=== About this task ===
Somewhere below is a line with "like [172, 50]." and, later, a line with "like [774, 278]."; repeat those two lines and all the lines between them, exactly as they are.

=== The data ===
☆ ☆ ☆ ☆ ☆
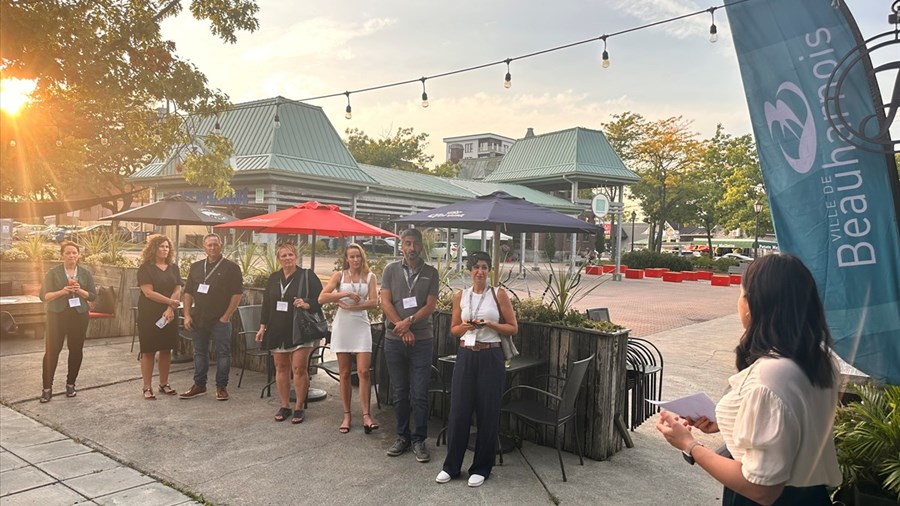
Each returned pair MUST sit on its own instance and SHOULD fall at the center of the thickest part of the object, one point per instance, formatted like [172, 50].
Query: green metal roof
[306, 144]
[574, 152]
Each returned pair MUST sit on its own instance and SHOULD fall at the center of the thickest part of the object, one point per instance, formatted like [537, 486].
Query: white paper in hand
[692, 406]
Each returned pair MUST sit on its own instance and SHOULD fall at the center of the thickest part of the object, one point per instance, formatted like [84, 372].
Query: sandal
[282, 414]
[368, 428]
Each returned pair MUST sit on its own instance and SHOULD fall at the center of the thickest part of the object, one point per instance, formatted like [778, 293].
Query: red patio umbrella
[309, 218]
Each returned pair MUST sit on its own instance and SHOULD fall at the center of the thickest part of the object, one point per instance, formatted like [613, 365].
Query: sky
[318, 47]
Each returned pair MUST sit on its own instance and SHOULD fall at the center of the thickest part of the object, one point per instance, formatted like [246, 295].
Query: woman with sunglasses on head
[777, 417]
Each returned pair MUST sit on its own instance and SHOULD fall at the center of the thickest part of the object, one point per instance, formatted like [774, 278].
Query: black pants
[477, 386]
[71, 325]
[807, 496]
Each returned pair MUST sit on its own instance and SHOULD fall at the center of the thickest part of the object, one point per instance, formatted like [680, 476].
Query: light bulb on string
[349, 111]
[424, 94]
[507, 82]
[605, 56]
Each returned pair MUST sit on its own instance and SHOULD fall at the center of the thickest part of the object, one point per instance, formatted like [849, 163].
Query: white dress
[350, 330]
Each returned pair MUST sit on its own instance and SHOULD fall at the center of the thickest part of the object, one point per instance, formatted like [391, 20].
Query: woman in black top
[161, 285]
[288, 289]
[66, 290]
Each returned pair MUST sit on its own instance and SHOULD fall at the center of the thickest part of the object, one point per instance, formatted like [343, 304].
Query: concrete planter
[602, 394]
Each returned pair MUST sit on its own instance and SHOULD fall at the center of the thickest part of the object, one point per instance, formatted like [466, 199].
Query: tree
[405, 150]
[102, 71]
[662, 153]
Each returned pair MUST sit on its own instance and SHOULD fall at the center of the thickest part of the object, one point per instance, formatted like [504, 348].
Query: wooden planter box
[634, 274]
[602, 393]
☆ ☆ ☆ ☆ ☆
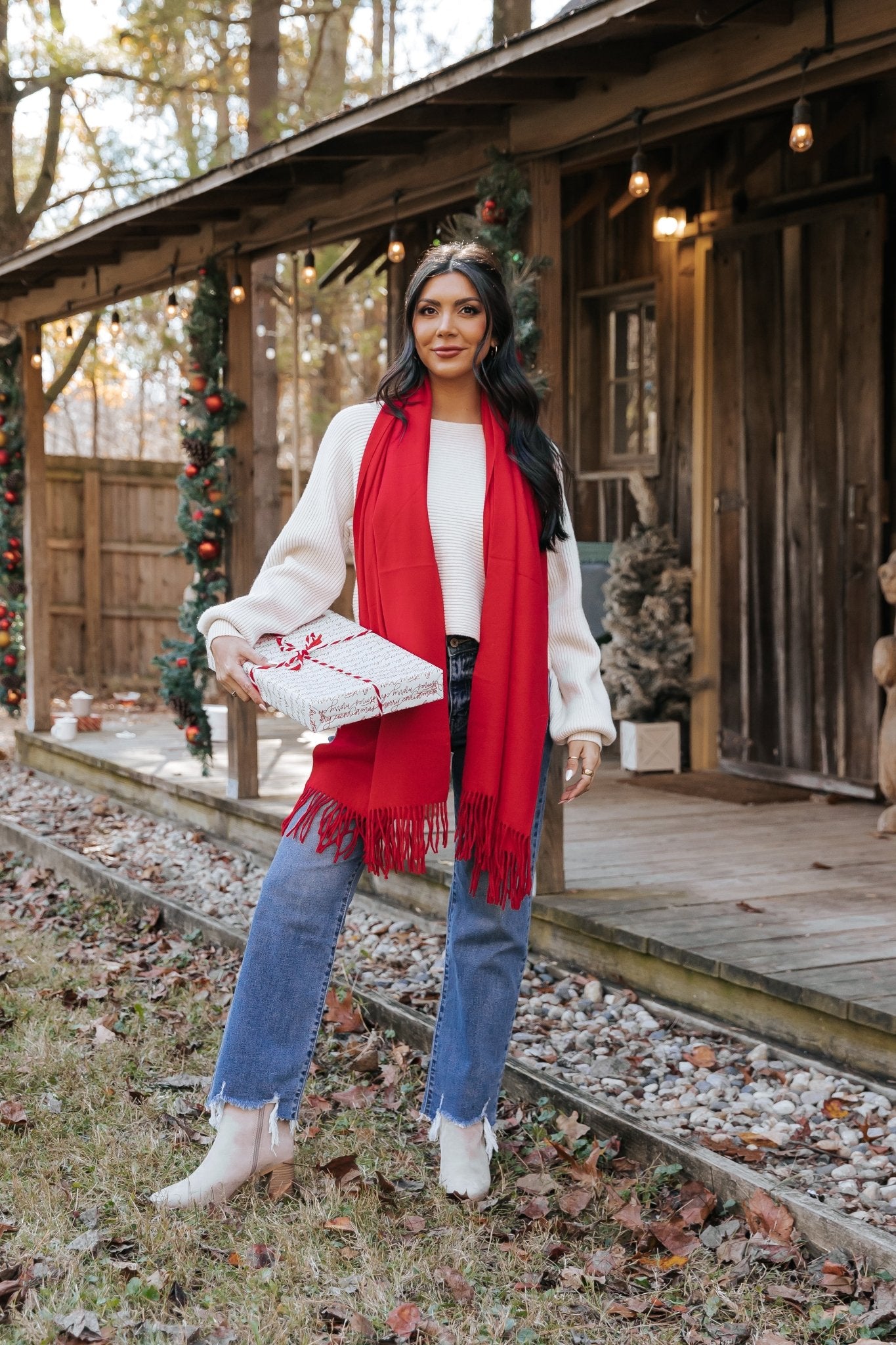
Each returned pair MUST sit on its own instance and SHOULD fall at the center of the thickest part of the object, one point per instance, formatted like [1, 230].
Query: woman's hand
☆ ☆ ☆ ☆ ☆
=== Finished task ===
Each returned pair MUST sit on its own instance and SHOULD fall at the center of the thickest part of the object, one point per instance, formatted like [172, 50].
Query: green metal roof
[306, 144]
[574, 152]
Each returned pair MUST sit on its own instance and SHOULD fall at the center of the thickest part of the object, one point per instance, formatted like [537, 486].
Query: white paper in hand
[692, 406]
Each returned pair MUST sit on its own instance and SHOULD fall at the center of the thickest part of the object, one point per instance, formatted like [84, 372].
Query: sandal
[282, 414]
[368, 428]
Each returned pair MUST sit on its own instance and SHOULD fall at the center of the thickest part of the object, one point per instance, formatted like [778, 293].
Query: red patio umbrella
[309, 218]
Each returned pair MUST sit on its own instance and SHOULD fall at the center of the thickest part of the object, one point per instance, formatted like [613, 365].
Query: sky
[318, 47]
Each returned pair MUST sit on its own instance and SHOULD fall at the center of the thickest part of the object, one point per instance, formatted like [246, 295].
Query: woman with sunglasses on head
[777, 417]
Each returned pair MUST sit on its own instance and SHOULD fall at the center of the thickest part of the object, one point per instance, formatted like [774, 278].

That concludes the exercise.